| Apply what you read |
• a. List every organization or institution named in the climate and breast-implant commentary.
• b. Resume the climate and breast-implant commentary after its final sentence, keeping its tone.

| Excerpt |
British Professor of biogeography Philip Stott, of the University of London, is becoming a regular in the "Letters" section of U.S. newspapers. Responding last week to a Los Angeles Times editorial lamenting the Kyoto Protocol's "faded dream," Stott makes an important point: "The desire to criminalize human beings as the root cause of change, which is patently ridiculous in the light of the millions of factors controlling climate, is ultimately dangerous and deflects us from the ever-present need for humans to be ready to adapt to change, whatever direction it takes, warmer, cooler, wetter, drier."

Too true. International bureaucrats forget that humankind survived the last major Ice Age with little more in the way of resources than fire, spears, and animal hides. Today, the resources for adapting to climate are far greater, but nearly all of them--whether heating or air-conditioning systems--require energy, the use of which would be curtailed under Kyoto. Well, we could always go back to spears, but animal-rights activists would get after us on the hides. And no fire, of course. Releases CO2.

In other issues, the controversy over silicone gel breast implants--like the Alar scare, orchestrated by the activist PR firm Fenton Communications--has taken another hit. A prestigious panel of British physicians and scientists, formed last year to review all of the research on the issue, recently concluded that "risks to patients associated with the use of silicone gel breast implants are no greater than for other implants." Former U.S. Food and Drug Administrator David Kessler, now dean of the Yale University Medical School, concedes his ban may have been an overreaction.

Actually we remember the FDA press briefing on this issue, and the real thrust of it was that American women shouldn't "want" breast implants, which, it seems, is the government's stance on a number of other issues as well. Americans shouldn't "want" to smoke, drink, drive, eat junk/fatty foods, etc., so let's fund a study that supports a tax or, in this case, a ban. Although a bit late on the breast-implant issue, at least the science is now being considered more carefully.

| Supplied information |
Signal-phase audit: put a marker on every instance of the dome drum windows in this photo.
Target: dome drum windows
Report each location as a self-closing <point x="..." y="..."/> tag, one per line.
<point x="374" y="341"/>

| Solved tasks |
• a.
University of London
Los Angeles Times
Fenton Communications
U.S. Food and Drug Administration (FDA)
Yale University Medical School

• b.
Speaking of science considered more carefully, the science supporting secondhand smoke regulation has been panned again--this time in the September 8 issue of the Canadian Medical Association Journal by two physicians with the London Health Sciences Centre, Chest Diseases Unit. "We loathe and detest tobacco companies for their evasion, lies, and attempts to trick adolescents and others into taking up smoking," Drs. Dildar Ahmad and W. Keith Morgan write. "However, the rejection of truth and the acceptance of unproven hypotheses to further one's concept of ethics or social justice is wrong too. Many studies involving secondhand smoke are not convincing, and answers about whether it causes lung cancer are far from established. Unfortunately, it has become customary to torture the data until they confess. We need more science, less hyperbole, and less enthusiasm for unproven points of view."

Yet another blow to bureaucrats: New research announced last week indicates that simply switching beef cattle from corn to hay a few days before they are slaughtered virtually eliminates the risk of E. coli bacteria being transmitted to humans who eat ground beef. Imagine that. We can improve food safety without creating another regulatory agency.

Finally, a United Nations study released September 6 says that a bumper crop of twenty-somethings could lead to high birth rates, producing water shortages, famines, pollution, terrorism, and generally dooming the environment. This prompted CNN founder and Green activist Ted Turner, father of five and owner of several large estates, to intone that couples should limit themselves to one child to keep from overcrowding the planet.

Why is it that those who profess to be terribly concerned about overpopulation never seem to hold themselves responsible, either for the problem or the solution?